* [Goal]:
Will you give the material below again, every line exactly as it is?

* [Task material]:

------

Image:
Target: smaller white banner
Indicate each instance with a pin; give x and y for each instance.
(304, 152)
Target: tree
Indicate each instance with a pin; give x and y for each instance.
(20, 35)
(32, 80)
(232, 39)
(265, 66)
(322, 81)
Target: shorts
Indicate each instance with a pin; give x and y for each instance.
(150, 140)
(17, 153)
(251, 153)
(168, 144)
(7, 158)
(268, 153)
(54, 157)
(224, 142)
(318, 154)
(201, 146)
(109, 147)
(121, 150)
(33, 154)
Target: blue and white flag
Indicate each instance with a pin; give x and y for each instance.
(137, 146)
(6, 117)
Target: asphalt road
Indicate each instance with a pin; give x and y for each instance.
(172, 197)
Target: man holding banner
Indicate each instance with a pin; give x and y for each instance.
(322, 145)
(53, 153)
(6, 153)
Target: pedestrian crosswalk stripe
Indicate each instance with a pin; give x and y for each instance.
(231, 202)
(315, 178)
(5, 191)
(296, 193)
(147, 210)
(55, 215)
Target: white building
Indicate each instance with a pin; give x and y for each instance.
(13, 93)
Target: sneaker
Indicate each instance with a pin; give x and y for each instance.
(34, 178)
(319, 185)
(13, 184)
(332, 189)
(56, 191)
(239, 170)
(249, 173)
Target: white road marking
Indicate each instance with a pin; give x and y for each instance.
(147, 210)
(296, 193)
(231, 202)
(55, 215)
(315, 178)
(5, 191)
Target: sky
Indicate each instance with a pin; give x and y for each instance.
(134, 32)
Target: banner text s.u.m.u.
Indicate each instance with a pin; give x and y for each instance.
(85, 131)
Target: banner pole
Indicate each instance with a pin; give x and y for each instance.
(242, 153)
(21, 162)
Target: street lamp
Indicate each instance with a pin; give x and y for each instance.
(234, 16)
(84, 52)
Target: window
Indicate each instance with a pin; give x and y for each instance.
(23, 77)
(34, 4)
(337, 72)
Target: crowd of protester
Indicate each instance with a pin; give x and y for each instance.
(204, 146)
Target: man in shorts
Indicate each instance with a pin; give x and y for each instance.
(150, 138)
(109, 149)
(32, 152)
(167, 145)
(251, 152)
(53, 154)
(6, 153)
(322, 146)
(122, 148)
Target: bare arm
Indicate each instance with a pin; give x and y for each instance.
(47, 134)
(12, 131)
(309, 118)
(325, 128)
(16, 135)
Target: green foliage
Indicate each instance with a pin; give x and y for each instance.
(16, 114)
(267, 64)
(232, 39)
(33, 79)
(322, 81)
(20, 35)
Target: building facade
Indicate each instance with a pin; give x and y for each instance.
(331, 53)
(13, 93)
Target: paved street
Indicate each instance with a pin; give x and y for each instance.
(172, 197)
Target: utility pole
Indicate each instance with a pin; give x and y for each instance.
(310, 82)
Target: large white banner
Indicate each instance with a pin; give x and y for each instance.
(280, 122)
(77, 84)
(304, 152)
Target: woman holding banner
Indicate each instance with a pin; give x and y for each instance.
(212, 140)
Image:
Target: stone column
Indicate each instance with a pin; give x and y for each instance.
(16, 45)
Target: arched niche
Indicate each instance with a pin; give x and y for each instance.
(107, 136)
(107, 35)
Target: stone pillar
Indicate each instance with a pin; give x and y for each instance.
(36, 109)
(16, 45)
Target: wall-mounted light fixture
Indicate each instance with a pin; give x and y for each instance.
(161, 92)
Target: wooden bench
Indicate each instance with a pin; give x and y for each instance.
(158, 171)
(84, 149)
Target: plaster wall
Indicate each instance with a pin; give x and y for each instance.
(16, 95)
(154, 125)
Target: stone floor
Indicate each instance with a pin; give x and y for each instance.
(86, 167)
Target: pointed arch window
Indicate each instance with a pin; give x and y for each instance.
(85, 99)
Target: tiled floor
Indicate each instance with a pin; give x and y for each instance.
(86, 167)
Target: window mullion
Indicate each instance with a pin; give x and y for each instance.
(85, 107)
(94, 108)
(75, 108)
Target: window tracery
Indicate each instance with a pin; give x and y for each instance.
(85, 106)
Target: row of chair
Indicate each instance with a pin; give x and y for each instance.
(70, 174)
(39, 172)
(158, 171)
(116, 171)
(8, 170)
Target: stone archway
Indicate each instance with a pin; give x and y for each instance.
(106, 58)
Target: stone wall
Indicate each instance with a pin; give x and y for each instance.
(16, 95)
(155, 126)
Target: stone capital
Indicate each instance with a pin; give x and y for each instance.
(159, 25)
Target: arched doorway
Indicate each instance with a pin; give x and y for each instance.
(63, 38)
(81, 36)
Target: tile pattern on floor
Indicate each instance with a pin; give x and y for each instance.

------

* [Solution for this exercise]:
Image:
Target: smaller white banner
Indicate each instance with a pin; give x and y for each instance.
(304, 152)
Target: tree
Indicate each instance with a pin; give x and y for each instance.
(20, 35)
(32, 80)
(232, 39)
(265, 66)
(322, 81)
Target: shorts
Indicate each instance with a pin; give x and y for each instance.
(150, 140)
(17, 153)
(251, 153)
(168, 144)
(7, 158)
(268, 153)
(54, 157)
(224, 142)
(318, 154)
(201, 146)
(109, 147)
(121, 150)
(33, 154)
Target: blue and white flag
Indicate each instance with a pin; give x and y for each instance.
(137, 146)
(6, 117)
Target: asphalt road
Indicate each instance with a pin; give x and y for each instance.
(172, 197)
Target: man holding banner
Indicate each instance with a pin; give x and y for each instance.
(322, 145)
(53, 153)
(6, 153)
Target: pedestrian crosswalk stripe
Indicate each instance with a pin; give x and y for each instance.
(231, 202)
(315, 178)
(5, 191)
(296, 193)
(147, 210)
(55, 215)
Target: white building
Indicate each instance with a pin; give x and y for each instance.
(13, 93)
Target: sneaker
Indicate each instance with a pin; give x and y for each instance.
(34, 178)
(319, 185)
(13, 184)
(332, 189)
(56, 191)
(239, 170)
(249, 173)
Target: white road marking
Indicate each instance with a pin; give x and y for each instance.
(147, 210)
(296, 193)
(231, 202)
(55, 215)
(315, 178)
(5, 191)
Target: sky
Indicate each instance with a pin; give x and y for each instance.
(134, 32)
Target: banner text s.u.m.u.
Indicate each instance with a pin; give x and y for each instance.
(85, 131)
Target: banner pole
Indicate each instance with a pin; give x and y for each instance.
(242, 153)
(21, 162)
Target: street lamp
Indicate each instance with a pin; give x and y for each instance.
(234, 16)
(84, 52)
Target: window
Indicate each instance with a pin; give x and y for each instance.
(23, 77)
(34, 4)
(337, 72)
Target: crowd of protester
Indicate each instance with a pin; give x and y for each instance.
(204, 146)
Target: man in shorts
Indicate each instance with a pin; give x and y for each instance.
(150, 138)
(109, 149)
(32, 152)
(167, 145)
(251, 152)
(53, 154)
(6, 153)
(322, 146)
(122, 148)
Target: bare arm
Indicate each instance with a pin; give x and y for each instance.
(47, 134)
(12, 131)
(309, 118)
(325, 128)
(16, 135)
Target: green foliage
Indicate each instance with a pin; give x and y for each instance.
(16, 114)
(267, 64)
(232, 39)
(33, 79)
(322, 81)
(20, 35)
Target: building facade
Indicate each instance with a pin; give x and y for each instance.
(331, 53)
(13, 93)
Target: paved street
Indicate each instance with a pin; give x and y for each instance.
(172, 197)
Target: utility pole
Indicate each instance with a pin; give x and y for each instance.
(310, 82)
Target: large white banner
Indicate each instance with a pin; give x and y for each instance.
(280, 122)
(77, 84)
(304, 152)
Target: woman holding banner
Indicate each instance with a pin; give x and y for each instance.
(212, 140)
Image:
Target: stone column
Indicate each instance with a pin; give x and y for each instance.
(16, 45)
Target: arched niche
Indicate each instance with a pin; give x and y for each instance.
(107, 136)
(107, 35)
Target: stone pillar
Indicate each instance with a pin; give x and y for each instance.
(36, 109)
(16, 45)
Target: wall-mounted light fixture
Indicate each instance with a pin; give x and y for each instance.
(161, 92)
Target: wooden bench
Indicate each instance with a pin; give x and y for each instance.
(158, 171)
(84, 149)
Target: plaster wall
Indicate each instance with a pin; give x and y for each instance.
(16, 95)
(154, 125)
Target: stone floor
Indicate each instance with a pin; give x and y for each instance.
(86, 167)
Target: pointed arch window
Indicate each instance with a pin; give x and y for each instance.
(85, 99)
Target: tiled floor
Indicate each instance with a pin; give x and y for each instance.
(86, 167)
Target: window mullion
Indicate each instance with a pin; give x and y for each instance.
(85, 107)
(94, 108)
(75, 108)
Target: window tracery
Indicate each instance with a pin; give x and y for each instance.
(85, 106)
Target: row of chair
Indicate each instance with a pin; give x and y for each instance.
(70, 174)
(39, 172)
(158, 171)
(116, 171)
(8, 170)
Target: stone archway
Indicate each instance with a pin; give x and y for each instance.
(106, 58)
Target: stone wall
Indicate each instance with a pin; give x and y for each instance.
(16, 95)
(155, 126)
Target: stone capital
Indicate each instance with a pin; give x and y for each instance.
(159, 25)
Target: arched doorway
Indicate each instance with a pin; give x and y for each instance.
(63, 38)
(81, 36)
Target: tile pattern on floor
Indicate each instance with a pin; give x and y for each instance.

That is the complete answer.